## Problem details
Pull out every line of the rows below that contains the string "ground" and copy each one unchanged.

**** Dataset ****

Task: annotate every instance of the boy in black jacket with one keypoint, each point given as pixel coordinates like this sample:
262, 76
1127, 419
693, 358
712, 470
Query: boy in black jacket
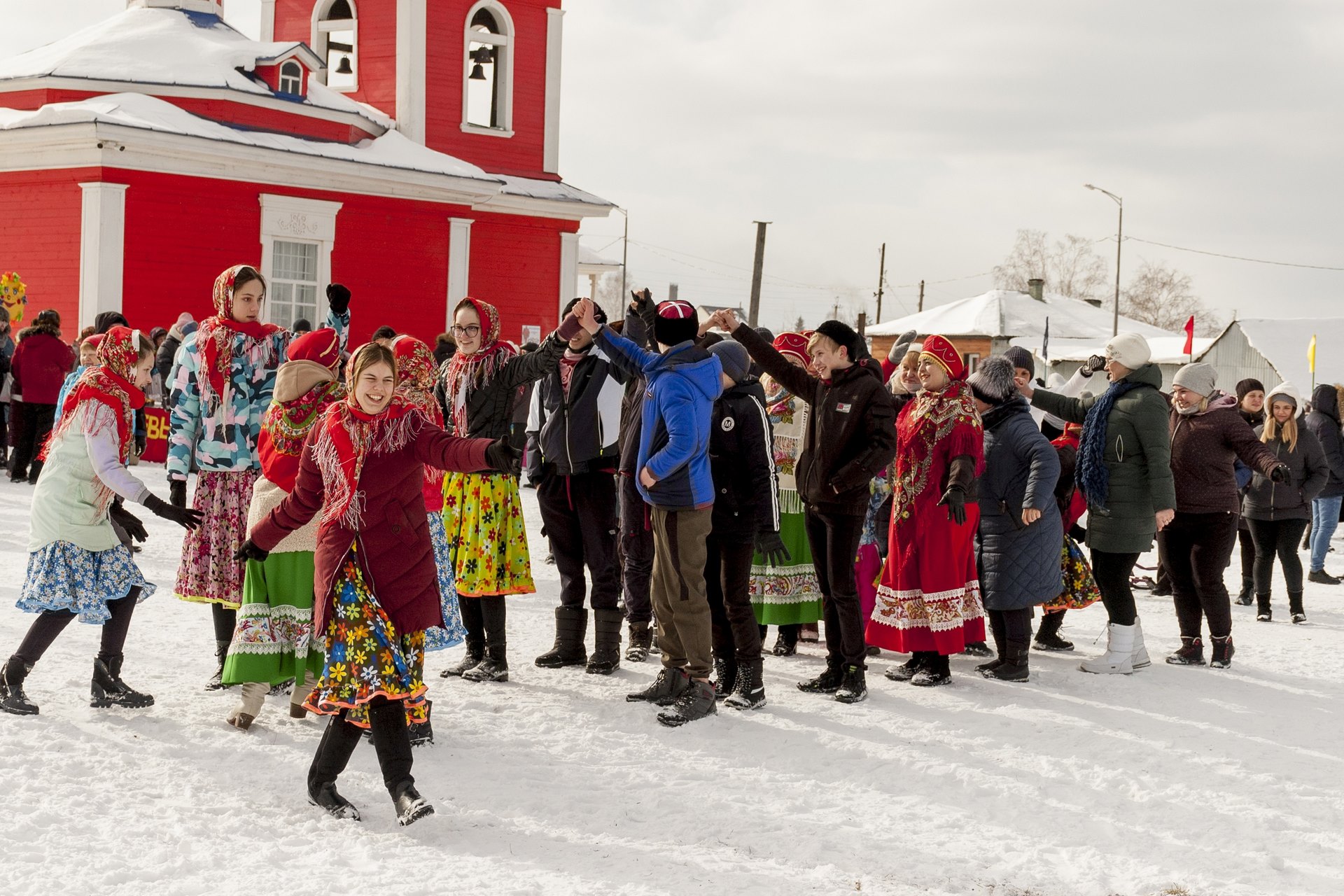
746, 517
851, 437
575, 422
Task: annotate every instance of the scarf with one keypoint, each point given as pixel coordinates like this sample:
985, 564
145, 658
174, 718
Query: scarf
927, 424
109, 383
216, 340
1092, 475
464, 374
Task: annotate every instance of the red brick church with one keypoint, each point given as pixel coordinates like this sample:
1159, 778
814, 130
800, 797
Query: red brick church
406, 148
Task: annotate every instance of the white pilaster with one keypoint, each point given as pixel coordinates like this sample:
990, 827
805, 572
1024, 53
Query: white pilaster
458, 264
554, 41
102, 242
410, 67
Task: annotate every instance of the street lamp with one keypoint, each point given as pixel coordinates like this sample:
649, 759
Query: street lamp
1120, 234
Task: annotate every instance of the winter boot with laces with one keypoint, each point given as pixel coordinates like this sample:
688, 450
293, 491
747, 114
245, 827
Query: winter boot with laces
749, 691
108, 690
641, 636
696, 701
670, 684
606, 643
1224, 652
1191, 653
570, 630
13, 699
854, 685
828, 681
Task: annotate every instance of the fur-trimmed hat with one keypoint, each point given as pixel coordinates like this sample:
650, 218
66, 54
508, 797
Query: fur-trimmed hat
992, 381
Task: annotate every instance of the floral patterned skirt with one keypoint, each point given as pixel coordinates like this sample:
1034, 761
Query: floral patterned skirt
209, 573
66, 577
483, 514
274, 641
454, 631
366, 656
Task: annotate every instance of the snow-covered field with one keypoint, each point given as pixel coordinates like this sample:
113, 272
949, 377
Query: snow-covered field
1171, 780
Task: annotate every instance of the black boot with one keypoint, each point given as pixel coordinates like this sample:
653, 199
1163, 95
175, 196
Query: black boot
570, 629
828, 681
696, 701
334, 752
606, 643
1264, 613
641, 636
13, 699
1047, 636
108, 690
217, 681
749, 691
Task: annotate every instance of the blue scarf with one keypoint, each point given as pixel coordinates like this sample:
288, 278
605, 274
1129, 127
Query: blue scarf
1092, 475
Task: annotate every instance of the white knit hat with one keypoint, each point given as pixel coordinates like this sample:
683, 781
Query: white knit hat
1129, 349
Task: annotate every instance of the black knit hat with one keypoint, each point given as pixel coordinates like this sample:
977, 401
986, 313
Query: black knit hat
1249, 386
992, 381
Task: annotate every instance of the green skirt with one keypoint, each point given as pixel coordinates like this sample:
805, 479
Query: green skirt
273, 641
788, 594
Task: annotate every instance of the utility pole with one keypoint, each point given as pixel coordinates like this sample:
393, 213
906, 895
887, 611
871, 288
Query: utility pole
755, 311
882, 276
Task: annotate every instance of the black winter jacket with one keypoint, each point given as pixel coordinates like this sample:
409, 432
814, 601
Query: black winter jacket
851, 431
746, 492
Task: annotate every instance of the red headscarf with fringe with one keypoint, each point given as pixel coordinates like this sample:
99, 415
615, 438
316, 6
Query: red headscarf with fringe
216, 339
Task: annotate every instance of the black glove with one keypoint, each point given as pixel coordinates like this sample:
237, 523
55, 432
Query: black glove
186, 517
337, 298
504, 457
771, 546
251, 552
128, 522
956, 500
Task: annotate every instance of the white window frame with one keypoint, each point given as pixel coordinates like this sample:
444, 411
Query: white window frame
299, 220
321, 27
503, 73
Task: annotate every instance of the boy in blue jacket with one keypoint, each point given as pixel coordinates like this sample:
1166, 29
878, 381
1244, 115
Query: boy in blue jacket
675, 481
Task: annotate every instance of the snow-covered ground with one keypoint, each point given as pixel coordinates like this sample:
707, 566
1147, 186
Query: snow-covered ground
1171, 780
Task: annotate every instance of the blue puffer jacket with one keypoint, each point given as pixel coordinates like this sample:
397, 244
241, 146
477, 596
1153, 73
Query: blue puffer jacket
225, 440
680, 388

****
**** Dataset ****

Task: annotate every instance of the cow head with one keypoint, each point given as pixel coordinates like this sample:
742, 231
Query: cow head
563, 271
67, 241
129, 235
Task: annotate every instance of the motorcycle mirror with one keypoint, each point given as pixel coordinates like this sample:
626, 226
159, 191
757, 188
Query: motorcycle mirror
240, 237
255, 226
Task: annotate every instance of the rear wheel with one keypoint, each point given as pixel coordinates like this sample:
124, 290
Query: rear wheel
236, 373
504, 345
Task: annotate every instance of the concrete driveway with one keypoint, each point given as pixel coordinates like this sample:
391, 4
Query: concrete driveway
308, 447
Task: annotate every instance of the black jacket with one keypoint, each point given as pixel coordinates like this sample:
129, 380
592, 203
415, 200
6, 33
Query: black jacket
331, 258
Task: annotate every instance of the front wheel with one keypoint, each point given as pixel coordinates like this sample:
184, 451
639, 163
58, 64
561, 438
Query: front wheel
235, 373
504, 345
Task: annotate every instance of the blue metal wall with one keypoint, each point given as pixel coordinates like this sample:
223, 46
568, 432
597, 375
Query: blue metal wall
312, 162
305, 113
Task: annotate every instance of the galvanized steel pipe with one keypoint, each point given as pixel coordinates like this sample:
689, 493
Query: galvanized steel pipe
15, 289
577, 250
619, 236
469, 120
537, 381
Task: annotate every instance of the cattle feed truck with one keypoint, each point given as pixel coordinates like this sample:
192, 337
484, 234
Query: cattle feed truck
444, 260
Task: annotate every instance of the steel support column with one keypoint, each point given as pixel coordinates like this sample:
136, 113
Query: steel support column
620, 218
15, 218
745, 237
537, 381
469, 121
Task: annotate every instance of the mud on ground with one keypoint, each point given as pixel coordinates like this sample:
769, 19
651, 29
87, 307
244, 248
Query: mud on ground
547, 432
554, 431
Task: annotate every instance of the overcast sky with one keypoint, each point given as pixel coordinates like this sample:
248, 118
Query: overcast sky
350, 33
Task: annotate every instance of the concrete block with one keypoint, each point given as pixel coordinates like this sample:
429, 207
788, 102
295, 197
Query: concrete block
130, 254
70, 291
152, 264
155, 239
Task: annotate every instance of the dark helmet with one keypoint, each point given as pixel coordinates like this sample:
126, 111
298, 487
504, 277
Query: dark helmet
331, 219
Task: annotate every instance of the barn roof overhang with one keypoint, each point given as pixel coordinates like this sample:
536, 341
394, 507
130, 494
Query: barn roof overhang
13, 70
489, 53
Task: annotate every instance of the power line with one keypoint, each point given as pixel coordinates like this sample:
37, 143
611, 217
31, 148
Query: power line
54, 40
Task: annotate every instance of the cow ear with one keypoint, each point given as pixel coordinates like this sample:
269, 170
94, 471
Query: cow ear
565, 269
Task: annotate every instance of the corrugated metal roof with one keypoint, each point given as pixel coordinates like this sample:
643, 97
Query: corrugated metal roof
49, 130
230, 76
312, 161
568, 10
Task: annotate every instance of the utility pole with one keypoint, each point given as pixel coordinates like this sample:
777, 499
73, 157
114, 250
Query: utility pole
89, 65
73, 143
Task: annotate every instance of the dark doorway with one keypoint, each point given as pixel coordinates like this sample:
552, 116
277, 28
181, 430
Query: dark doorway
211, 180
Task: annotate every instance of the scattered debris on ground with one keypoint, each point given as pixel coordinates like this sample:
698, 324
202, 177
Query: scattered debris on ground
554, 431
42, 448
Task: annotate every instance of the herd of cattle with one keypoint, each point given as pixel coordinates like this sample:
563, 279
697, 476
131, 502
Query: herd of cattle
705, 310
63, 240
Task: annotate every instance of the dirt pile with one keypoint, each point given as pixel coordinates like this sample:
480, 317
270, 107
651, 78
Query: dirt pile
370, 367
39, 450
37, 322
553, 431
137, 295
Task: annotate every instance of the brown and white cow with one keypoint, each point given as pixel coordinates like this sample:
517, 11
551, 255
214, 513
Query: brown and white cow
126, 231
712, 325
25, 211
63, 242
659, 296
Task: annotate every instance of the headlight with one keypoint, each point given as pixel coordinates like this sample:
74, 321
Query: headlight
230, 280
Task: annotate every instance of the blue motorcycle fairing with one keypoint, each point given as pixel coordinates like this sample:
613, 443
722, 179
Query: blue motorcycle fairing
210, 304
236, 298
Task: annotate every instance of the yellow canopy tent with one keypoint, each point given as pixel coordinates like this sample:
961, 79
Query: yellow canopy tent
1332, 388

****
**** Dataset ****

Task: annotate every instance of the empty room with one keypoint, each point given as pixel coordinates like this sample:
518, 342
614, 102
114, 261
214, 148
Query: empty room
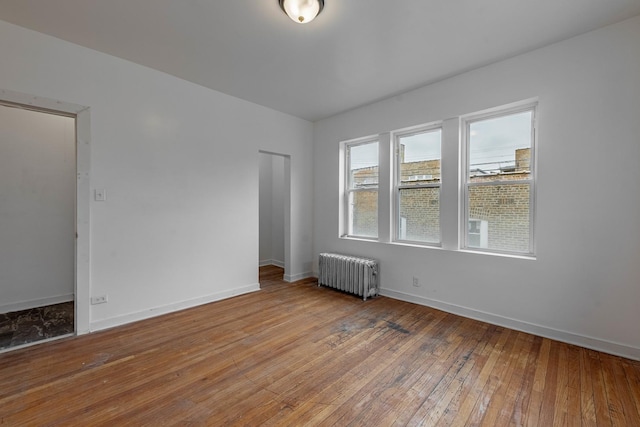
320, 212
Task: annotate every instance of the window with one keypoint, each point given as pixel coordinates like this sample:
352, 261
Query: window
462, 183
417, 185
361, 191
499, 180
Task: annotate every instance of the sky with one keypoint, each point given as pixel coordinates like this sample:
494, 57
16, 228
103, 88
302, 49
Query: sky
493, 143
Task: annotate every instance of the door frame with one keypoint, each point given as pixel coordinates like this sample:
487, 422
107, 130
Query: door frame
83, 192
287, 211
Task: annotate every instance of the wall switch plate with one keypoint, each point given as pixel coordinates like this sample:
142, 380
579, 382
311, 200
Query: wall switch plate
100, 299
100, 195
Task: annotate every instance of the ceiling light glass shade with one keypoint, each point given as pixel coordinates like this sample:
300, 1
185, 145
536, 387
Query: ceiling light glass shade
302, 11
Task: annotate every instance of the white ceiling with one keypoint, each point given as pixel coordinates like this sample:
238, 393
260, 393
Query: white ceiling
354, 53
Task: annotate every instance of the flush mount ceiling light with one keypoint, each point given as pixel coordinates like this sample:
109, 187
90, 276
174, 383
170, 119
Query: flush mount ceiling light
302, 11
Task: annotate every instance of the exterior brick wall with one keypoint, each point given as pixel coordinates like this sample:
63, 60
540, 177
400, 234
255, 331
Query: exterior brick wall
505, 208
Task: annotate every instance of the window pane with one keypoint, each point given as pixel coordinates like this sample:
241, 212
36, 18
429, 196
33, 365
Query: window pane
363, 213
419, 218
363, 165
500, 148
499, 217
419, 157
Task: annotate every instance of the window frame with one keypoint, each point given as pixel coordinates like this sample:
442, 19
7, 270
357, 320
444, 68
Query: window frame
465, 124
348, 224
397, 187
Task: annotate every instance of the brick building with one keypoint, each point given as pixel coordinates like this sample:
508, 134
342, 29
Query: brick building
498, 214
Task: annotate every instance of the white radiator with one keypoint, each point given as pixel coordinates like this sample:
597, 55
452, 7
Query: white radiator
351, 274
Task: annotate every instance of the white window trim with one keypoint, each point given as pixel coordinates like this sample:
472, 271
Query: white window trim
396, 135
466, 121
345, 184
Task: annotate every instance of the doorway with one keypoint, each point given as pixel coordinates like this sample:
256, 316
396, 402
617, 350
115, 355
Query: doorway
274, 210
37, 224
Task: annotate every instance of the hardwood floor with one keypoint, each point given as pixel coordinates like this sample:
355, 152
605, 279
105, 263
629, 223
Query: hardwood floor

****

## Written answer
Task: annotate every instance of the snow-covered ground with one keypoint, each point given as pixel coordinates like this sample:
Query: snow-covered ground
Task: annotate every instance of the mud on ground with one keypoint, each point given as pixel coordinates like this sample:
Query: mud on ground
Task: annotate every instance of the scattered debris on ground with one keypoint, each point given as pixel coordinates like this sample:
Query: scattered debris on ground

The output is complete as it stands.